Individuals whose resting heart rates rise over a ten-year-period have a higher risk of dying early from any cause, as well as a greater likelihood of developing ischemic heart disease, compared to other people, researchers from the Norwegian University of Science and Technology, Norway, reported in JAMA (Journal of the American Medical Association), after carrying out a study on almost 30,000 apparently healthy adults.

The authors explained, as background information, that early studies had pointed towards a link between elevated RHR (high resting heart rate) and a higher chance of developing cardiovascular disease, as well as a higher death rate in the general population, even after taking into account several risk factors. However, no studies had looked into whether long-term RHR impacted on death risk of ischemic heart disease.

Javaid Nauman, Ph.D. and team set out to determine whether RHR changes influenced the risk of death from ischemic heart disease in a sample study of 13,499 adult males and 15,826 females – none of them had any history of cardiovascular disease.

All the participants’ resting heart rates were measured twice, one ten years after the other, with the second being measured between August 1995 and June 1997. They were all followed up until December 2008. Sixty participants dropped out of the study because they had left the country.

3,038 of them died during the 12-year follow-up. 975 of all the deaths were caused by cardiovascular disease and 388 by ischemic heart disease.

> **Tasks to perform**
A) According to the resting heart rate article, why did sixty participants drop out of the study?
B) Quote the resting heart rate article from "Individuals whose resting" up to and including "of ischemic heart disease.".

Stored items from a collection:
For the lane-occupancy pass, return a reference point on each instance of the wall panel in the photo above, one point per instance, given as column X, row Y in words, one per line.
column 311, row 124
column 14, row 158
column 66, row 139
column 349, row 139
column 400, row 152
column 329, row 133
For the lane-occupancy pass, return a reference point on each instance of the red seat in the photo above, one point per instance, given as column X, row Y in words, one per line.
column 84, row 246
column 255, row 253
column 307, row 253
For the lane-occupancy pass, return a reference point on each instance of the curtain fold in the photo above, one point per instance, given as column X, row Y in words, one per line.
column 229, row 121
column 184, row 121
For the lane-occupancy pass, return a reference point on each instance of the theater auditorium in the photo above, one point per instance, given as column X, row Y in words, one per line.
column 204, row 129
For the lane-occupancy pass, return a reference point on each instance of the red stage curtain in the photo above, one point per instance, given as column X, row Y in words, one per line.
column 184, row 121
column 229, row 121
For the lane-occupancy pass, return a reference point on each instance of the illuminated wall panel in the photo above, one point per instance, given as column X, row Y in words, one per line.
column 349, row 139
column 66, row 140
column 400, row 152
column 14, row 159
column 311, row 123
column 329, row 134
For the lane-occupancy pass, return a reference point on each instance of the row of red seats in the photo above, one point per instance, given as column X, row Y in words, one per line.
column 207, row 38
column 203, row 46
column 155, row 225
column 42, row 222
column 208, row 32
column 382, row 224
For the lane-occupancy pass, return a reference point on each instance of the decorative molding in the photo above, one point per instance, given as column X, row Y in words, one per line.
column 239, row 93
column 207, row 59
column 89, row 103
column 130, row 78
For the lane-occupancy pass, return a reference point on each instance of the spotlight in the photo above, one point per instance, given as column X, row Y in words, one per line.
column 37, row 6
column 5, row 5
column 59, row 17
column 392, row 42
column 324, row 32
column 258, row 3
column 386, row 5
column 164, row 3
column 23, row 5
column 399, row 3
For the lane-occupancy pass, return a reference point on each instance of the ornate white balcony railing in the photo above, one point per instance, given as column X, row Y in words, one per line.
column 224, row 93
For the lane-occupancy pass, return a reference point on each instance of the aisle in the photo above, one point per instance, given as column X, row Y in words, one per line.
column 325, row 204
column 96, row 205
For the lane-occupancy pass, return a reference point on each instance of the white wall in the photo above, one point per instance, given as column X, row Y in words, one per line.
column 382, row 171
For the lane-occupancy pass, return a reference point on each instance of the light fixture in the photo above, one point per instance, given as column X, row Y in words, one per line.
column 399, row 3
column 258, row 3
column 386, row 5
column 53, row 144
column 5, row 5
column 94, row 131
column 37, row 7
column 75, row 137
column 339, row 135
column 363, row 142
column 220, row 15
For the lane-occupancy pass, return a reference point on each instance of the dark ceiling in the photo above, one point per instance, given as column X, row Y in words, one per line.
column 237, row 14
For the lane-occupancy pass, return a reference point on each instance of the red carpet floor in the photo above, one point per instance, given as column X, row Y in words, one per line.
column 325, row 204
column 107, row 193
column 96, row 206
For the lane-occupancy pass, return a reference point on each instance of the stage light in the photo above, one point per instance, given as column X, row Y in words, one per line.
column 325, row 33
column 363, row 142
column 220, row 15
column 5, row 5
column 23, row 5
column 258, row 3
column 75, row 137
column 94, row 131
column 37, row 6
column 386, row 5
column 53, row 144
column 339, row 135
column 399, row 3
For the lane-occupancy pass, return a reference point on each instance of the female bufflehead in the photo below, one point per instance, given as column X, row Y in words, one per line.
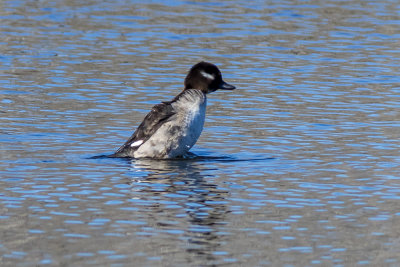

> **Solutions in order**
A) Sixty participants dropped out because they had left the country.

B)
Individuals whose resting heart rates rise over a ten-year-period have a higher risk of dying early from any cause, as well as a greater likelihood of developing ischemic heart disease, compared to other people, researchers from the Norwegian University of Science and Technology, Norway, reported in JAMA (Journal of the American Medical Association), after carrying out a study on almost 30,000 apparently healthy adults.

The authors explained, as background information, that early studies had pointed towards a link between elevated RHR (high resting heart rate) and a higher chance of developing cardiovascular disease, as well as a higher death rate in the general population, even after taking into account several risk factors. However, no studies had looked into whether long-term RHR impacted on death risk of ischemic heart disease.